### TEXTE DE LECTURE
####################

En ce qui concerne les enjeux plus modestes, au contraire, il se montre prêt à en dépenser pour augmenter cette même incertitude : si un changement de vie, même de probabilité très faible, peut en être espéré (ex: loterie et jeu de hasard)
ou tout simplement pour échapper à l'ennui (ex; jeu de cartes, réussites, patiences...)
Les conséquences de l’aversion pour l’incertitude : la résistance au changement
Les niveaux d’approches du changement
Au cours de sa vie, l'individu alterne des phases de croissance et d’assimilation (en boucle) pour assurer son développement et sa continuité. Il possède pour se faire d’une capacité fonctionnelle qui lui permet d'ajuster son fonctionnement à ses finalités essentielles. Le maintien d’un équilibre optimal est auto-régulé (homéostasie) assurant ainsi la permanence du système.
Cette autorégulation concerne non seulement sa structure intérieure mais aussi l’ensemble des échanges avec l’extérieur.
Il est à noter que le concept du changement implique plusieurs niveaux d’approche possibles[7] :
le niveau phénoménologique : l’apparition d’un évènement distinct et repérable dans le contexte d’observation modifie une réalité établie. L’évènement marque un avant et un après.
Le niveau accidentel présente un caractère inattendu et vient rompre un état d’équilibre.
Le niveau volontaire et intentionnel : le changement est recherché et voulu. Les personnes concernées se sont figurés une représentation du nouvel état et mettent en œuvre des moyens pour le réaliser.
La signification attribuée qui est rattachée à la subjectivité du point de vue de l’observateur. La signification est relative au référentiel utilisé pour analyser le changement.
Le niveau philosophique qui interroge sur la validité même du changement en conjuguant la raison, la connaissance et la logique.
Face à certaines situations de crise fréquemment rencontrées au cours de son existence, l’individu utilise sa capacité innée à créer des solutions inédites pour s'adapter et préserver son identité. Cependant, au-delà d’un certain seuil où l’écart entre l’état initial et l’état suivant est trop important, ces alternatives adaptatives ne sont plus suffisantes. L’accommodation sera bloquée.

####################

### DONNÉES FOURNIES
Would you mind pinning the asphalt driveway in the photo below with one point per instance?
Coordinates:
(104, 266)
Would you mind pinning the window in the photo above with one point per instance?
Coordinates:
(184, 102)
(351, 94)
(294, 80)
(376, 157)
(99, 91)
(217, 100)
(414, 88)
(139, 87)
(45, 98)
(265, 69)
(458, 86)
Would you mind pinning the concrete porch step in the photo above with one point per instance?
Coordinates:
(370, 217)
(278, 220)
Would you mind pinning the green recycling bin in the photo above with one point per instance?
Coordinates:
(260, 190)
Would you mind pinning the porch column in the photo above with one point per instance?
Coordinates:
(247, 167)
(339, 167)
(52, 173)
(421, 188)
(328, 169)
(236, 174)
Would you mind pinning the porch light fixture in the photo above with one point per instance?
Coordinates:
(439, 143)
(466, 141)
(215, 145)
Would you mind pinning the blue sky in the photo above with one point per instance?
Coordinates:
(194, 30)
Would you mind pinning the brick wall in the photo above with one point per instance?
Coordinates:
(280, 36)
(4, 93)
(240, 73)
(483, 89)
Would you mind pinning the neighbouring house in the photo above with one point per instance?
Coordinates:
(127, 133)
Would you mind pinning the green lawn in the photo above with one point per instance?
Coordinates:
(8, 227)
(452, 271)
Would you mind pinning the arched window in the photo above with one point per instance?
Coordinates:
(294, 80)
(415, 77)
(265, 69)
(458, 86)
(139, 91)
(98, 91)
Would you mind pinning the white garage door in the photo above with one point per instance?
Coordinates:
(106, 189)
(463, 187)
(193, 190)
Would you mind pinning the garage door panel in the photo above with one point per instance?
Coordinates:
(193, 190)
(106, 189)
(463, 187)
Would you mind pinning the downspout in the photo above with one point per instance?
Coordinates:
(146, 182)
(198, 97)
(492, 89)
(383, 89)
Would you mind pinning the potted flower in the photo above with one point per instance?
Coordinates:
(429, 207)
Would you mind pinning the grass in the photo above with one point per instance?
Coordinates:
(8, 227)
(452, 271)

####################

### SÉRIE D'EXERCICES
**a.** D'après le texte sur la résistance au changement, que se passe-t-il lorsque l'écart entre l'état initial et l'état suivant est trop important ?
**b.** Reprenez le texte sur la résistance au changement à la suite de sa dernière phrase.
Les données n'ont aucun lien avec le texte sur la résistance au changement.

### RÉPONSES RÉDIGÉES
**a.** Les alternatives adaptatives ne sont plus suffisantes et l'accommodation est bloquée.

**b.**
Instabilité de l’emploi facteur de la résistance au changement de l’individu
L' instabilité des postes de travail, les emplois intermittents, atypiques nous mettent dans des schémas d' instabilité.
Les individus construisent un lien étroit entre leur expérience professionnelle et la définition même de leur identité personnelle et sociale. Ce qui amène l incertitude dans le milieu professionnel : la flexibilité du travail, la restructuration des entreprises, la réduction du personnel.
Mettant les individus dans une « job insecurity » qui peut amener une perte de motivation et aussi une baisse de la productivité
Ce qui induit une résistance au changement
Prise de décision et incertitude
Lien entre incertitude et décision
Le risque fait référence à une situation en présence de probabilités objectives, l’incertitude renvoie à des probabilités subjectives[8]. Le risque est mesurable, l’incertitude c’est l’inconnu.
Théorie de la décision
La théorie de la décision est une théorie de mathématiques ayant pour objet la prise de décision par une entité unique. En cela, elle s’oppose à la théorie du choix social qui concerne des questions liées à la décision collective. La théorie de la décision dans l’incertain concerne les situations de choix où l’issue et les conséquences ne sont pas connues avec certitude. Raisonnement dans l’incertitude :
Il existe plusieurs formes d’incertitudes par exemple : le risque, l’incertitude totale, le risque imprécis.
Cet ensemble de décisions face à ces formes d’incertitude est appelé une stratégie. Le décideur cherche alors à déterminer la stratégie optimisant ses préférences.
La prise de décision
La prise de décision est un processus cognitif complexe qui s’oppose aux réactions instinctives immédiates. Elle résulte d’un raisonnement et d’un choix. Il s’agit de sélectionner une alternative plutôt qu’une autre parmi plusieurs options.
Contrairement à la théorie de la décision qui n’impliquait qu’un seul décideur, la prise de décision au sens large peut concerner une seule personne, un groupe, un organisme etc.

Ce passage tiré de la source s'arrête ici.